:: RECORD LIST

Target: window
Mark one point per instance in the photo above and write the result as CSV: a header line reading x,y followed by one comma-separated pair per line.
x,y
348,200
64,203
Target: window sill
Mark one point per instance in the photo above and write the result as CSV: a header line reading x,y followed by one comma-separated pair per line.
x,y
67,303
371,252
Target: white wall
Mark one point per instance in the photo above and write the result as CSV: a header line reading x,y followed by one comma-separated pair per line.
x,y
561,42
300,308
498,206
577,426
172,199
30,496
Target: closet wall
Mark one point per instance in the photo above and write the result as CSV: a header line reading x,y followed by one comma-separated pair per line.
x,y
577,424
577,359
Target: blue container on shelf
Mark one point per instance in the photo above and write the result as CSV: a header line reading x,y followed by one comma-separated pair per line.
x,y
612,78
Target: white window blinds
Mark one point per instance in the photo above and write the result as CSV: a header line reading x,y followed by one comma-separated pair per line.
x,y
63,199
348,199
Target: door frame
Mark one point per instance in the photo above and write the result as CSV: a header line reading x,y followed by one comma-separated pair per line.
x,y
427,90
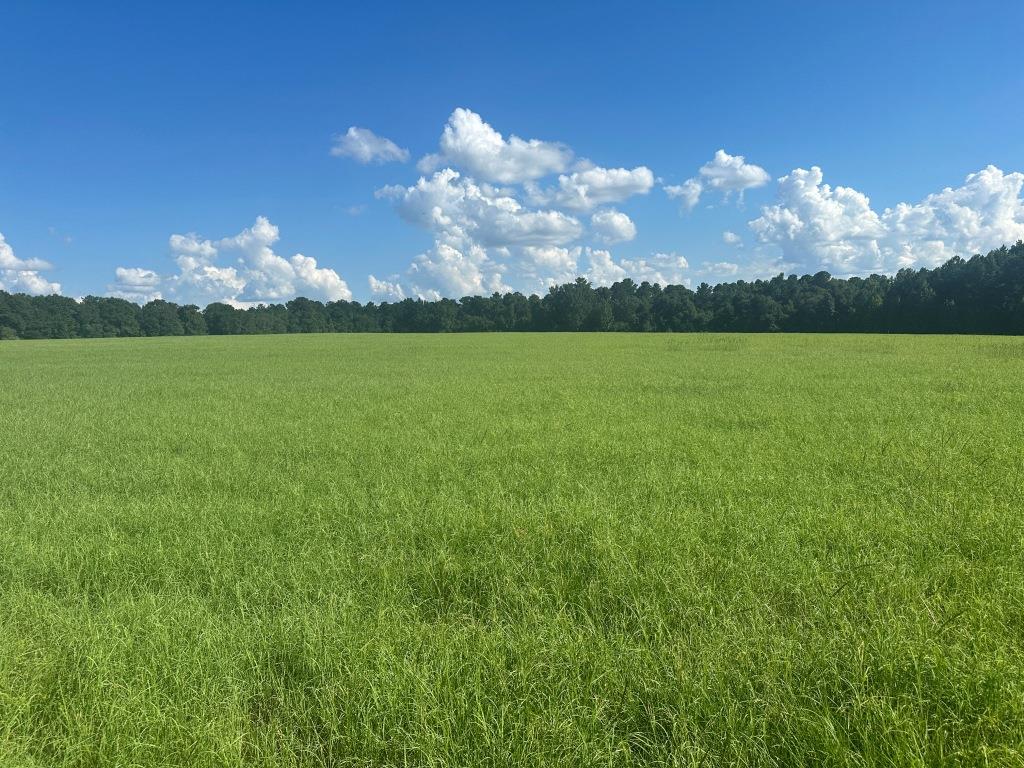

::::

Please write out all the records again, requests included, adding 132 to each x and y coordinate in the answers. Leave the pictures out.

Target: window
Mark one point per instance in the photo above and write the result as CSV: a header line reading x,y followed by one comma-separated pair per line.
x,y
480,332
196,335
Target: window sill
Mark one point per instance in the photo above and write the result as CSV: a header line reading x,y followed by one comma-separated pair per line.
x,y
199,435
503,384
Target: white wall
Mark one point per instance in the photo above and write the result as CSV: a header line reading x,y followed by one comma-separated pair per line.
x,y
693,174
432,440
630,338
709,558
304,331
162,628
Target: closet wall
Mark one point per instance in the photo above and write the result as CSV: a header line reading x,y followed by one comma-separated pair per line.
x,y
709,556
709,491
Target: blue container on shelf
Mark one point per instance in the photo above and write the result as CSV: a header line reading x,y followed by one comma-separated pair per line.
x,y
744,210
Target: white window blinds
Mark one point per instance in the photo above and write the result as CSV: a header line reading x,y followed by one comma-separated pair per line.
x,y
195,331
480,331
Target: door frame
Mark one point per instance in the photo above and write the result as CSV: a header line reading x,y followed by one comma-separated pair per line.
x,y
559,222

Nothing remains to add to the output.